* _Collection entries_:

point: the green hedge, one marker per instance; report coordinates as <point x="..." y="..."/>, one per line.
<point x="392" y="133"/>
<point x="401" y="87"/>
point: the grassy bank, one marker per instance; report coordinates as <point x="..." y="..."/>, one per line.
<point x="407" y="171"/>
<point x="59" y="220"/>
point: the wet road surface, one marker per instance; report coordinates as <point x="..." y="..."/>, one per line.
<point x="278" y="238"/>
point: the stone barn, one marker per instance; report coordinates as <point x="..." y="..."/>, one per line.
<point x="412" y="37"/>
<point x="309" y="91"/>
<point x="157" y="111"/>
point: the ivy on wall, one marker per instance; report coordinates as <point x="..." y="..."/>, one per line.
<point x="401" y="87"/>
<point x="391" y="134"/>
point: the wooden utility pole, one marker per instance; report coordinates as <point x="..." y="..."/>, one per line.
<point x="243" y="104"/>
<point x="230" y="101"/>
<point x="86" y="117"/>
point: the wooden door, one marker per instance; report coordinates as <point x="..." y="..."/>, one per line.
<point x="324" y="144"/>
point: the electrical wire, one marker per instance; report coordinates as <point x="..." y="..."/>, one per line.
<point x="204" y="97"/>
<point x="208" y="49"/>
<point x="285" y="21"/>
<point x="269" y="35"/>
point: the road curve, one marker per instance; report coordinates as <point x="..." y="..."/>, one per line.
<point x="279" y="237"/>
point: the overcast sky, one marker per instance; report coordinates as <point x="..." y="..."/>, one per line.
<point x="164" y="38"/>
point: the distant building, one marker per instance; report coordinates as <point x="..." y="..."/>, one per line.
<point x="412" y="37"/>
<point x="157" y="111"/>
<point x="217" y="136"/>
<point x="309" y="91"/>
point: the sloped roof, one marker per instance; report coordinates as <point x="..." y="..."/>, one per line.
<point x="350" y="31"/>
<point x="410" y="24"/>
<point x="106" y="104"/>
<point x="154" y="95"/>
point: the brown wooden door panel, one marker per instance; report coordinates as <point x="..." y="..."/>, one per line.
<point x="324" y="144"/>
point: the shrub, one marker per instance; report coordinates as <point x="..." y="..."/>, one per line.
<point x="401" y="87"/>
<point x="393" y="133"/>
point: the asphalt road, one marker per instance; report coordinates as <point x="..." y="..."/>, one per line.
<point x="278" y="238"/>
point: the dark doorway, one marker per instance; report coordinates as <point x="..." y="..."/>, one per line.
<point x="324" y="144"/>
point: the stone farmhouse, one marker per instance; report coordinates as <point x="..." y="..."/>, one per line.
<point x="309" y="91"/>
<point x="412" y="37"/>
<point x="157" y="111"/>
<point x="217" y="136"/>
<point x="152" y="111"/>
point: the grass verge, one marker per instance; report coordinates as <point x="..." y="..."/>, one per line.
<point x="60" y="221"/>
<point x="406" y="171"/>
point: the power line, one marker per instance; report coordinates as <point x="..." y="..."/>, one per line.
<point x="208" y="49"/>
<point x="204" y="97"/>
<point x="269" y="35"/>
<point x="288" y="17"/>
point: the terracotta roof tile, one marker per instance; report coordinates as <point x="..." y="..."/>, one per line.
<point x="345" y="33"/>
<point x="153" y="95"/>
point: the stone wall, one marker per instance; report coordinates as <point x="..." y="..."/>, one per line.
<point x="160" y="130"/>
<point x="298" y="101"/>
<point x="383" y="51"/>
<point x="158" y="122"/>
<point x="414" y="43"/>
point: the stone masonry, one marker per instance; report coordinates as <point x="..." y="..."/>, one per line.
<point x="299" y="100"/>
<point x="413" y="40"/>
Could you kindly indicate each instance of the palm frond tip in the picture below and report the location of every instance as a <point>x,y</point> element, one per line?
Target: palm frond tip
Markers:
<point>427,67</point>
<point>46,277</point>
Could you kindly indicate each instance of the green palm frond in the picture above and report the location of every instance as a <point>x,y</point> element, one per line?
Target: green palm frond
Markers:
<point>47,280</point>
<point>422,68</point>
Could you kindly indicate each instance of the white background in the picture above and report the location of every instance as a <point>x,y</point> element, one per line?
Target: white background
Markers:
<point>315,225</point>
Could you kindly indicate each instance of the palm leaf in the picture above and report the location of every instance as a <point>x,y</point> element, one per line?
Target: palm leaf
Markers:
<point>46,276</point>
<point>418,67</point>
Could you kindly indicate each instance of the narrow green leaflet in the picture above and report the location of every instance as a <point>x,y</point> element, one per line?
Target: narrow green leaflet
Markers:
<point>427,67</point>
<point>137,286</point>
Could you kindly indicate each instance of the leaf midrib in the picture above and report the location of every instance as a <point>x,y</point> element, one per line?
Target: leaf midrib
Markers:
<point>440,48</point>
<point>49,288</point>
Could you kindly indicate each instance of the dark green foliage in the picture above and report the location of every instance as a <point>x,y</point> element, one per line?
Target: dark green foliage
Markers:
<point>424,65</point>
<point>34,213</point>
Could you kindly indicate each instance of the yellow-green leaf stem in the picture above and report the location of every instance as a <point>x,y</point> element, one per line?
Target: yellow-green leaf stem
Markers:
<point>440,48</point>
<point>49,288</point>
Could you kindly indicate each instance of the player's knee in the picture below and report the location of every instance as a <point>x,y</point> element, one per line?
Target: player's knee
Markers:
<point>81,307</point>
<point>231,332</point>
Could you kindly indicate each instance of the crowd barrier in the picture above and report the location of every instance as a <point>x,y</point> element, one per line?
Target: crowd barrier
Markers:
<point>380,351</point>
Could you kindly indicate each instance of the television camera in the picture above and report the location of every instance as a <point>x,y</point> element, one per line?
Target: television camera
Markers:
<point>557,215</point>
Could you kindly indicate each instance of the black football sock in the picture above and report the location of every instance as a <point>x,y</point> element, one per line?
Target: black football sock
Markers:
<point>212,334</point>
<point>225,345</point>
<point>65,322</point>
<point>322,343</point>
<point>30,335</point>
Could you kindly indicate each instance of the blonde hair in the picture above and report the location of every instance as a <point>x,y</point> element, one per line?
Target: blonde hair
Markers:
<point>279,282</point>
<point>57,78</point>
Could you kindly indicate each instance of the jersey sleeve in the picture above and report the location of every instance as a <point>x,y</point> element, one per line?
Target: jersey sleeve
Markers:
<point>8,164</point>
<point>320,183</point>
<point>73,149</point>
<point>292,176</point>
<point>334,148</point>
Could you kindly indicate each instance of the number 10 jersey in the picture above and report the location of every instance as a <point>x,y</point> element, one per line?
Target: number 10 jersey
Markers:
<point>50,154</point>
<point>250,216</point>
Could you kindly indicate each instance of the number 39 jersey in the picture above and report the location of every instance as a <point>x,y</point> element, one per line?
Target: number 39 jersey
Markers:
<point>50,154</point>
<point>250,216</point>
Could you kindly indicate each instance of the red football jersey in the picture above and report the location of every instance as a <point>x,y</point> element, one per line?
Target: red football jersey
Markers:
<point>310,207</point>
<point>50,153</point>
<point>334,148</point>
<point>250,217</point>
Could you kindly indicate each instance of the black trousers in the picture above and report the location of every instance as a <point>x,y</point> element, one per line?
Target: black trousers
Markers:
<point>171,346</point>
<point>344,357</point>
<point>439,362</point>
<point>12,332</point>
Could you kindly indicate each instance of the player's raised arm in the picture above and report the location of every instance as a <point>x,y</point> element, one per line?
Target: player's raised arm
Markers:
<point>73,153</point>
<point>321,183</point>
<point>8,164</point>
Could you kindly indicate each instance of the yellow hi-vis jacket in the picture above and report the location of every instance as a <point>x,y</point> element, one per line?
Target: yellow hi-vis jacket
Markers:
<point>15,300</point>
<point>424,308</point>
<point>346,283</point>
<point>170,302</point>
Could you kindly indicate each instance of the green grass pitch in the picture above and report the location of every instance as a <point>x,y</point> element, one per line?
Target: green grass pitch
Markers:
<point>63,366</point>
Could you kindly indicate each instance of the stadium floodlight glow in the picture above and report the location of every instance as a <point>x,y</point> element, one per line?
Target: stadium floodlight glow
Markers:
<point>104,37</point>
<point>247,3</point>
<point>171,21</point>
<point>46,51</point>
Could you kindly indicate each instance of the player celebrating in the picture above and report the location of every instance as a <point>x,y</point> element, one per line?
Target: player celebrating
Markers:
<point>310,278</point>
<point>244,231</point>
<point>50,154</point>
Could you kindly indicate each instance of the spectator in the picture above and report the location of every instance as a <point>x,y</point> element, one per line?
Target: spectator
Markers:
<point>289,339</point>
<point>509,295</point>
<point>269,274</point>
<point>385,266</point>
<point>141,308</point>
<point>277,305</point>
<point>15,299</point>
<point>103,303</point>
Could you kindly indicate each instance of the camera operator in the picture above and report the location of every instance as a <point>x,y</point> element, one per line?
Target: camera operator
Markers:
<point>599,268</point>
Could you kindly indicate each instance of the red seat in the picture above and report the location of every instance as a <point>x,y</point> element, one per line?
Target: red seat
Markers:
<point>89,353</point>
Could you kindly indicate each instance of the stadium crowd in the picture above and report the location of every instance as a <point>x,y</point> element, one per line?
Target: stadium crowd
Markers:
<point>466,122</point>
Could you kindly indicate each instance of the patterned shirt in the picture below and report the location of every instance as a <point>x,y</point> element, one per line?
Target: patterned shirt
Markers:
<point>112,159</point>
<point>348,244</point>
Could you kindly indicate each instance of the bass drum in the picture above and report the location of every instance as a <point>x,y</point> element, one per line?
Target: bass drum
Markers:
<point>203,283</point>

* _What the task asks_: Could you return exactly the stretch of the data above that starts at the line with "Could you kindly indicate each instance of the spectator" and ends at the line with "Target: camera operator", both lines included?

* _Expected answer_:
Could you kindly indicate each instance of the spectator in the picture above and report the location of every instance as a <point>x,y</point> element, one per line?
Target: spectator
Markers:
<point>289,339</point>
<point>509,295</point>
<point>269,274</point>
<point>385,266</point>
<point>141,308</point>
<point>277,305</point>
<point>15,299</point>
<point>103,303</point>
Could you kindly indicate each instance of the camera operator in the picture above and report the location of every instance as a <point>x,y</point> element, one per line?
Target: camera operator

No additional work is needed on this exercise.